_Excerpted data_
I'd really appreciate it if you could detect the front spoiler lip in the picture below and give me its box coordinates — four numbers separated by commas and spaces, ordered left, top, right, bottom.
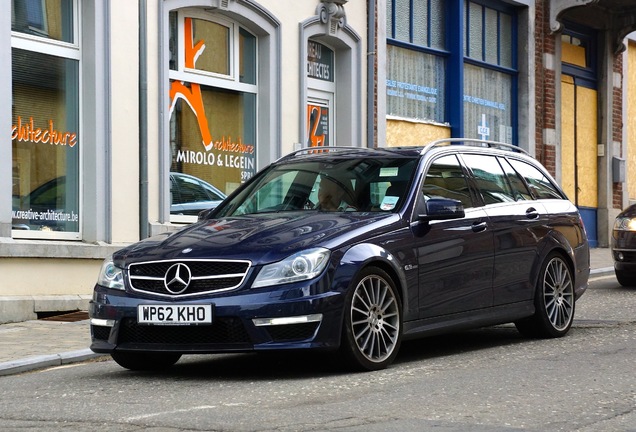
89, 289, 344, 354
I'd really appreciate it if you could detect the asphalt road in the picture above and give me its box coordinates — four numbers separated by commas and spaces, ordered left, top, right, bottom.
0, 276, 636, 432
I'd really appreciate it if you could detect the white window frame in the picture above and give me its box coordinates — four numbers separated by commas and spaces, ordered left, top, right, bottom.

_Work instructions_
Could you turn every line of the records above into a numbered list, skipping blank lines and leaving the pictures out?

_Completed exercise_
1. I'd really appreciate it if you could detect the front spoiler lip in the picture below and give me its box coordinates — four numbers separated by commas and spaces, ordered left, top, right, bottom.
2. 89, 289, 344, 354
3. I'd really appreciate it if you could detect the asphalt road in the picture above and give me its box coordinates — four numbers separated by commas and spaces, ordered left, top, right, bottom.
4. 0, 276, 636, 432
5. I'd really appreciate it if you could detect the white window frame in the picture above and give me its box coordinates — four numbers separated by commas and spaces, ordered left, top, right, bottom.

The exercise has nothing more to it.